-- Begin Extract --

Water & Light

Crystal Bridges Museum of American Art

Nestled in the rolling hills of northwestern Arkansas, a stunning museum, a hip boutique hotel, and an emerging food scene create a surprisingly perfect escape.


An afternoon perusing American masterworks. A luxury hotel with edgy art installations. Stylish restaurants devoted to local ingredients and craft cocktails. The description likely conjures up several cities across the South, but you probably wouldn't guess that w're talking about Bentonville, a town known primarily as the birthplace of Walmart. But over the last few years, the little town that Sam Walton put on the map when he opened the original Walton's Five and Dime in 1950 has been enjoying a cultural renaissance. The buzz began when Alice Walton, Sam's daughter, set out to create a museum devoted to American art and commissioned world-renowned architect Moshe Safdie to build it. The spectacular result, Crystal Bridges Museum of American Art, opened three years ago. Then word got out, and the need to accommodate a growing number of cultural tourists enticed the edgy 21c Museum Hotel to come to town, and also fueled the local food scene.

Even with its new urban offerings, Bentonville has maintained the friendly, small-town charm that makes it welcoming and easy to navigate for weekend visitors. From downtown, it's an easy 10-minute stroll to the Art Trail, which passes the Skyspace sculpture The Way of Color, by James Turrell, and ends at the museum's south entrance. If you want to cover more ground, you can rent wheels at Phat Tire Bike Shop and explore the miles of paved trails that wind all the way to Fayetteville. Design geeks will want to rent a car for scenic drives that lead to significant architectural treasures, revealing a deeper understanding of the region's unique culture and heritage.

-- End Extract --
-- Begin Task inputs --

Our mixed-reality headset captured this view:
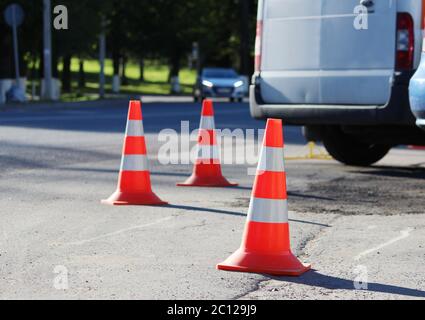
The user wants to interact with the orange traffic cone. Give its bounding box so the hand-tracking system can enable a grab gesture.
[177,100,238,187]
[102,101,167,205]
[217,119,311,276]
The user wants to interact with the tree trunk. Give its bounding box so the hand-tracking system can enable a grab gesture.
[78,59,86,89]
[168,52,180,82]
[139,58,145,82]
[121,57,128,86]
[62,54,72,92]
[52,55,59,79]
[112,51,120,76]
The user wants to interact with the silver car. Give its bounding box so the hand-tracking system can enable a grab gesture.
[193,68,246,102]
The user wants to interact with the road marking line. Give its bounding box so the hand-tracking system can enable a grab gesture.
[354,228,414,261]
[66,216,174,246]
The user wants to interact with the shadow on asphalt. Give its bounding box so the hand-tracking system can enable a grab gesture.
[351,163,425,179]
[270,271,425,298]
[164,204,332,228]
[164,204,246,217]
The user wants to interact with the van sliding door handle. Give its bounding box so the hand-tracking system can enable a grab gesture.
[360,0,375,8]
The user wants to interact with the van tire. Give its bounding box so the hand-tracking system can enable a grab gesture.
[323,127,392,167]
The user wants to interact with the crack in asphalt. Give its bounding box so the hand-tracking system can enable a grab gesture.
[232,215,344,300]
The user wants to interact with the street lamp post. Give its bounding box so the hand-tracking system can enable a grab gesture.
[43,0,53,100]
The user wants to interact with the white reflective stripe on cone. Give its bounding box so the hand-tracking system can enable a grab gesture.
[248,197,288,223]
[199,116,215,130]
[258,147,285,172]
[121,155,149,171]
[126,120,145,137]
[196,145,220,159]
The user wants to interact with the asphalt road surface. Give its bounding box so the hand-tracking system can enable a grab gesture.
[0,98,425,299]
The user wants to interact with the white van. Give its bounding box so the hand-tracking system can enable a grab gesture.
[250,0,425,165]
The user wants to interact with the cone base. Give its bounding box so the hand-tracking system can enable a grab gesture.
[217,249,311,277]
[102,191,168,206]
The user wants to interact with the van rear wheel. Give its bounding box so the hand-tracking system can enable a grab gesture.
[323,128,392,167]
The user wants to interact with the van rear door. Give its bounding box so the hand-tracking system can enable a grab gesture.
[261,0,397,105]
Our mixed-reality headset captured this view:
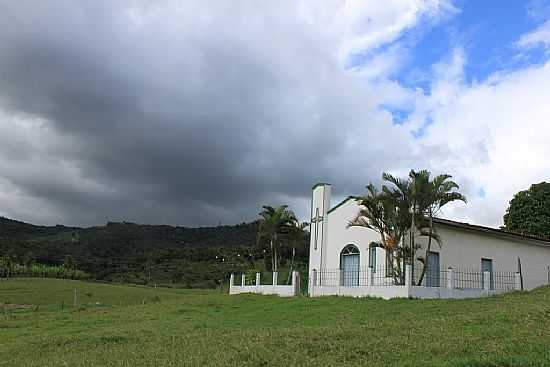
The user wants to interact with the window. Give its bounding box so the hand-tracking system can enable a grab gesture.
[386,250,393,277]
[369,242,378,271]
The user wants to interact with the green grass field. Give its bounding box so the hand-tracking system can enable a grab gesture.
[0,279,550,366]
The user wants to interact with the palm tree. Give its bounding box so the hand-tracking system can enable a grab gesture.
[417,171,466,285]
[348,183,408,282]
[257,205,297,272]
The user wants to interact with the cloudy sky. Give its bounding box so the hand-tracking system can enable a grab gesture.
[0,0,550,226]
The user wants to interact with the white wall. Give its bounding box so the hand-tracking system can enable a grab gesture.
[415,224,550,289]
[309,184,331,271]
[309,185,550,289]
[325,199,385,269]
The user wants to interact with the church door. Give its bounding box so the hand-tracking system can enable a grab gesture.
[340,245,359,287]
[426,251,440,287]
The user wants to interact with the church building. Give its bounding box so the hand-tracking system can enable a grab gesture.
[309,183,550,298]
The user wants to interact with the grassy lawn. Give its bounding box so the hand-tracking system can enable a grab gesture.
[0,279,550,366]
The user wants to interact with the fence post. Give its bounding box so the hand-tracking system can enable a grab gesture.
[514,272,521,291]
[368,266,374,287]
[308,269,317,297]
[292,271,300,296]
[483,271,491,291]
[447,266,455,289]
[405,265,412,287]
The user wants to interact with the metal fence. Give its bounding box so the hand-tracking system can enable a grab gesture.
[310,267,516,290]
[413,267,516,290]
[314,267,405,287]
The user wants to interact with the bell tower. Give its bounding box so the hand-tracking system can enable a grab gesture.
[309,183,331,276]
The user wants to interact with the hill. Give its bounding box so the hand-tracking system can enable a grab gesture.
[0,218,308,288]
[0,279,550,367]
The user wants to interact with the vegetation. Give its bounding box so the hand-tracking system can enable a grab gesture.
[0,218,309,288]
[503,182,550,239]
[349,170,466,284]
[0,279,550,367]
[258,205,298,271]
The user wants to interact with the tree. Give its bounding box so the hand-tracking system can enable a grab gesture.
[348,181,410,282]
[349,170,466,282]
[0,254,14,279]
[416,171,466,285]
[503,182,550,239]
[257,205,297,271]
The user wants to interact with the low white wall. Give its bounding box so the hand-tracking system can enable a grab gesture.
[229,284,296,297]
[310,285,505,299]
[409,287,506,299]
[310,286,409,299]
[229,271,300,297]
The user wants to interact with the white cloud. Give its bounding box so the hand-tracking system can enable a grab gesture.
[516,20,550,48]
[416,51,550,226]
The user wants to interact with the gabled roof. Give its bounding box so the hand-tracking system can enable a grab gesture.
[327,196,357,214]
[434,218,550,246]
[327,196,550,246]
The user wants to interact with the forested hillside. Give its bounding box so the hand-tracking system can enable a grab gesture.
[0,218,308,288]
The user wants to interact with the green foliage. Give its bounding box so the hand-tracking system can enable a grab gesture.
[258,205,298,271]
[0,218,309,288]
[504,182,550,239]
[349,170,466,283]
[0,279,550,367]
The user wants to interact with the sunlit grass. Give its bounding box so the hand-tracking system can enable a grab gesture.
[0,280,550,366]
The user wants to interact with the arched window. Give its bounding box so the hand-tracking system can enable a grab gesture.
[340,244,359,286]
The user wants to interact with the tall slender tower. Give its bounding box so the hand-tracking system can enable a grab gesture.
[309,183,330,282]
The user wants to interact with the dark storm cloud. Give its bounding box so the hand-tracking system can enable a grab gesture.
[0,1,409,225]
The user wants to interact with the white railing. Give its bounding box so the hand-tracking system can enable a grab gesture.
[229,271,300,297]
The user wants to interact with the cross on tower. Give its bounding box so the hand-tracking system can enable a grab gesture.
[311,208,323,250]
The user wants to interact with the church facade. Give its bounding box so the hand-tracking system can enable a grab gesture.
[309,183,550,298]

-- End Task inputs --

■ **Tasks to carry out**
a – According to the piece on Bentonville, which architect did Alice Walton commission to build the museum?
b – Reproduce word for word the entries from the line holding "The user wants to interact with the church facade." through the end of the entries, both ends included.

■ **Answers for the tasks**
a – Moshe Safdie

b –
The user wants to interact with the church facade. Give its bounding box so the hand-tracking system can enable a grab gesture.
[309,183,550,298]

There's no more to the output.